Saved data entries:

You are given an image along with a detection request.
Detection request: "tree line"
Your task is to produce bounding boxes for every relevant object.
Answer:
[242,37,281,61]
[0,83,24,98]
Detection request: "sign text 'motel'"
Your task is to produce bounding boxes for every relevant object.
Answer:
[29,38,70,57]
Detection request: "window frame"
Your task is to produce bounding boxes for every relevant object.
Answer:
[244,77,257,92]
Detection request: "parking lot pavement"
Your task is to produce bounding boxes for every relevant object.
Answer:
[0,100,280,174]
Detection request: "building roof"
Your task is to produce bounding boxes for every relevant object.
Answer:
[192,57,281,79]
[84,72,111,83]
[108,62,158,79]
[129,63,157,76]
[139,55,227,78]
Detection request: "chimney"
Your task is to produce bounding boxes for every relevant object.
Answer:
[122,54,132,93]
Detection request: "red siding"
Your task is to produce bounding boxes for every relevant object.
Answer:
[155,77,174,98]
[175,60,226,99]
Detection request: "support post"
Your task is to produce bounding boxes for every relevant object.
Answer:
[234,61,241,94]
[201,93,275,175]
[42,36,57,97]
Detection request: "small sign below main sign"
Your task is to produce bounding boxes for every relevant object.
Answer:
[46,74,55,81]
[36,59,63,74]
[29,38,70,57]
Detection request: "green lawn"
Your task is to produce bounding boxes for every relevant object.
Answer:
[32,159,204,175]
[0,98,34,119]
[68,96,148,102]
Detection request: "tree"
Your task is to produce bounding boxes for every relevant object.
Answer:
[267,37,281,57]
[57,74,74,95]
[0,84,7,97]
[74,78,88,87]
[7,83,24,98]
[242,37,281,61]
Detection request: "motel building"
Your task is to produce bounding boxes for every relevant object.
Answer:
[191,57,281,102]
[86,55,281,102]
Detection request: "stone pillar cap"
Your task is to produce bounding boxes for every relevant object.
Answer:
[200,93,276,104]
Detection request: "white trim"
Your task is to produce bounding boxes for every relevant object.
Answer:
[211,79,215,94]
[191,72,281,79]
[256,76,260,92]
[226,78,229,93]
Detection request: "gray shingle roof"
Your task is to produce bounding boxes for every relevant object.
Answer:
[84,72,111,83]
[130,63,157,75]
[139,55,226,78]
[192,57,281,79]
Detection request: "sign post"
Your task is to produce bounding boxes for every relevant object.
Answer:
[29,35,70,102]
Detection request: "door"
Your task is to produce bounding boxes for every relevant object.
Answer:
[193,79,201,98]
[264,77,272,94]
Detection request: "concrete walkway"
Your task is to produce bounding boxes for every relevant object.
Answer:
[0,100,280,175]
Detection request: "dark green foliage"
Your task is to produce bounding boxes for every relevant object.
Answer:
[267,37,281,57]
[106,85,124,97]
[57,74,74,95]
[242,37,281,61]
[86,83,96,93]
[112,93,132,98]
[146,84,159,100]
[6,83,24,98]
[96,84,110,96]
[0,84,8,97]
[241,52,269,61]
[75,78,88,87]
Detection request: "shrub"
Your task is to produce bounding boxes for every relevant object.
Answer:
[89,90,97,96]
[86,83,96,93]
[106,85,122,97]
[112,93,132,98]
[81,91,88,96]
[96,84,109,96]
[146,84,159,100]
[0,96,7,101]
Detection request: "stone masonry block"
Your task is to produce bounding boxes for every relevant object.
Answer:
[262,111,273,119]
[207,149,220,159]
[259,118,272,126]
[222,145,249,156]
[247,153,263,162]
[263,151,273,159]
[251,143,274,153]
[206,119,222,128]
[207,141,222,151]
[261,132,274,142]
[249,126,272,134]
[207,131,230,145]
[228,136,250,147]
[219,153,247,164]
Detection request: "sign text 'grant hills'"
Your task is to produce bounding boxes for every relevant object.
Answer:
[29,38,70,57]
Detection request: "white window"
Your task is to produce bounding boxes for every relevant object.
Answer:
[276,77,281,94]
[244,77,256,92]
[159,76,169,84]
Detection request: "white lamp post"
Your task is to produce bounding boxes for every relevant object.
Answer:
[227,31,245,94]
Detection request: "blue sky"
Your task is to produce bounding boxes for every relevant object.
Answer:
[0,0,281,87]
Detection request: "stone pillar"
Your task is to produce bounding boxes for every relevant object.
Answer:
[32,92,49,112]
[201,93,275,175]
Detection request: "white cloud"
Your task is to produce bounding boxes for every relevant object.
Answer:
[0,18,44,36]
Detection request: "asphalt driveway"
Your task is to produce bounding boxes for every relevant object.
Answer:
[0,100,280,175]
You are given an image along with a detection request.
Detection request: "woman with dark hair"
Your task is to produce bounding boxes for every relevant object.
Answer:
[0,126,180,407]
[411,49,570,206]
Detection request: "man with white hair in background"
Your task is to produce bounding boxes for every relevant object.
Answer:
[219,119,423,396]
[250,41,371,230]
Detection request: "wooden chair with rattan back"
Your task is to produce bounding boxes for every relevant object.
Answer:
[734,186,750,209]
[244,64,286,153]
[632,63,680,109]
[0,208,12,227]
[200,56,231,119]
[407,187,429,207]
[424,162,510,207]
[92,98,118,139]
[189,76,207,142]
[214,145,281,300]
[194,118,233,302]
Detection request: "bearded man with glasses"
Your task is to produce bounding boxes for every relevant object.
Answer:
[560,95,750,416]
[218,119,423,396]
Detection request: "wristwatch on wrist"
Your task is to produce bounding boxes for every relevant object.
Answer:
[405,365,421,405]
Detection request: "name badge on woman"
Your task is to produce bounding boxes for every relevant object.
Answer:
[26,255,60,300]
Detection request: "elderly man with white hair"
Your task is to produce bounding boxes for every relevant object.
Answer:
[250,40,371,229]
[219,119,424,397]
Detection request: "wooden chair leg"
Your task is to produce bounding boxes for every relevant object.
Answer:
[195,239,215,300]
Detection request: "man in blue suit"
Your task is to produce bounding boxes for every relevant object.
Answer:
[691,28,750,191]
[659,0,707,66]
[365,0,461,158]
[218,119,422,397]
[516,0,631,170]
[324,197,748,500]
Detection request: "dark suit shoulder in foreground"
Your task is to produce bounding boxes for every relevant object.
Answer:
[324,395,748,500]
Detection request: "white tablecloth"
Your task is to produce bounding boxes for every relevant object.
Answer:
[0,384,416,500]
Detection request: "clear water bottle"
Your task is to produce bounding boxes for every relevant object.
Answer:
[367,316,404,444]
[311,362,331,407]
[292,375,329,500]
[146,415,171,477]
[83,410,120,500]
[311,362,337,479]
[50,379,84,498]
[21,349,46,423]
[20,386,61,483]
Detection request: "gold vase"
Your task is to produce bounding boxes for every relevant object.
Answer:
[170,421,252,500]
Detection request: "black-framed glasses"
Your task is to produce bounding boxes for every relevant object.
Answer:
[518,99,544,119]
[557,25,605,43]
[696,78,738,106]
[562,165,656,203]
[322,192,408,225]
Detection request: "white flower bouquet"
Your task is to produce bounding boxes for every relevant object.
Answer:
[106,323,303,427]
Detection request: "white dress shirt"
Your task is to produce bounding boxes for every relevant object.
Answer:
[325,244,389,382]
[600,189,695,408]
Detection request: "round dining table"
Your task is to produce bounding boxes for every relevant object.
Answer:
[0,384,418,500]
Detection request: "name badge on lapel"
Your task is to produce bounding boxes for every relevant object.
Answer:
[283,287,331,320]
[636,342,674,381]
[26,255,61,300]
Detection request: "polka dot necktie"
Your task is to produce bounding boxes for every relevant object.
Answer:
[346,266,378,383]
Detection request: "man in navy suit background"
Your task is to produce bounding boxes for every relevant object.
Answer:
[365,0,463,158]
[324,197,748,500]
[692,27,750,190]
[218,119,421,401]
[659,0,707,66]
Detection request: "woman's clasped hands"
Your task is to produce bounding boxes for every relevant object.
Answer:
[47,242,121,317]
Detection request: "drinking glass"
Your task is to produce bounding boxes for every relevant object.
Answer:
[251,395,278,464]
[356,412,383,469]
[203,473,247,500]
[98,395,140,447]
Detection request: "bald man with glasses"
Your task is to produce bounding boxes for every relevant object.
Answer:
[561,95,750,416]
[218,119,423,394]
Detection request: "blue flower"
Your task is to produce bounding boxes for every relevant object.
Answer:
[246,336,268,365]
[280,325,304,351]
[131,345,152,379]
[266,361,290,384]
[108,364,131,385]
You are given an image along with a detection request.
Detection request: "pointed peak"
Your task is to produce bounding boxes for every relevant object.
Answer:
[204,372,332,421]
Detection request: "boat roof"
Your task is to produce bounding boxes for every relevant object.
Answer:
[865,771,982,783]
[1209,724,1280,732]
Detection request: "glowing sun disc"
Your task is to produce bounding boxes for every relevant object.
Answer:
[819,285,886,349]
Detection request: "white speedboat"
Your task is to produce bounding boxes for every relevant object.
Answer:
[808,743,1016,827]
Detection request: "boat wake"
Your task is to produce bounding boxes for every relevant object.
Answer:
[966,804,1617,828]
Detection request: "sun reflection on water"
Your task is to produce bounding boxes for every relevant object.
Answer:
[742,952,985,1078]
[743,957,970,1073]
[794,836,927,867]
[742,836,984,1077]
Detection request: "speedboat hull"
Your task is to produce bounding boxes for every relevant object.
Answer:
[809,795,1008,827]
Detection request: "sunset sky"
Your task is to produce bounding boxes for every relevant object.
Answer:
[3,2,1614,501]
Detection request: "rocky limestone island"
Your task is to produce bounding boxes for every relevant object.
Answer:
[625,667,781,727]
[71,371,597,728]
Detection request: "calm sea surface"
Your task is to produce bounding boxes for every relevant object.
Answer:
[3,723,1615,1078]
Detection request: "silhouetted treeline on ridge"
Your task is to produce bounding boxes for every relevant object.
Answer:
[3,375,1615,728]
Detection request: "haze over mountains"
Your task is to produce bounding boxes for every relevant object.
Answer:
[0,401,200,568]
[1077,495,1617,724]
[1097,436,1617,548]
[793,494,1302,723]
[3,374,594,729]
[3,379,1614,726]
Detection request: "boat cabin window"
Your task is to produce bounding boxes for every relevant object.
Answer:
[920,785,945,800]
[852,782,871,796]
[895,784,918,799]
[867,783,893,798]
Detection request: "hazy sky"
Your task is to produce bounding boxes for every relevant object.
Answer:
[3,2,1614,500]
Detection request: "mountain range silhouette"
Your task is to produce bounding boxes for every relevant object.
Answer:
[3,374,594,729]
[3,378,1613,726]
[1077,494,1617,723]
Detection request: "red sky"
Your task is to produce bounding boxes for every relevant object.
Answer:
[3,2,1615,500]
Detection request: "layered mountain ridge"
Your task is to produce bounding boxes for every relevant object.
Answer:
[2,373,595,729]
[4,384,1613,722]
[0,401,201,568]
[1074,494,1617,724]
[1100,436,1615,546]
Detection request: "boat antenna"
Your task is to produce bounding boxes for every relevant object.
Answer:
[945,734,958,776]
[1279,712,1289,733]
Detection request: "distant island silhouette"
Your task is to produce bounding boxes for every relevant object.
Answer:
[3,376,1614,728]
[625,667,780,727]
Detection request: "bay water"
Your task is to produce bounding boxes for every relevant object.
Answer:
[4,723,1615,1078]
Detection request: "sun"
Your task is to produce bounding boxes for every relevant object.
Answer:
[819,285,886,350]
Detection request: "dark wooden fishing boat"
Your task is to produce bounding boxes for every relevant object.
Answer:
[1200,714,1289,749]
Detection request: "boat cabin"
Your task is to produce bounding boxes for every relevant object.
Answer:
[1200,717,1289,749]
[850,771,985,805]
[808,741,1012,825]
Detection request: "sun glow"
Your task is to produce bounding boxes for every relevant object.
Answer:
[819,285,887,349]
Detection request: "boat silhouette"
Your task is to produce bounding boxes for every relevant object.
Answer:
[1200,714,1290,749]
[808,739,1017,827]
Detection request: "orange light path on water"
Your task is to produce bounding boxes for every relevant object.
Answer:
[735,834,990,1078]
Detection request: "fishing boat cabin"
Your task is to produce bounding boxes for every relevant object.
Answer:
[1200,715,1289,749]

## Task statement
For each line above that includes "wooden", copy the line.

## Response
Detection request: "wooden chair with rattan back"
Detection request: "wooden chair leg"
Detection request: "dark wooden fishing boat"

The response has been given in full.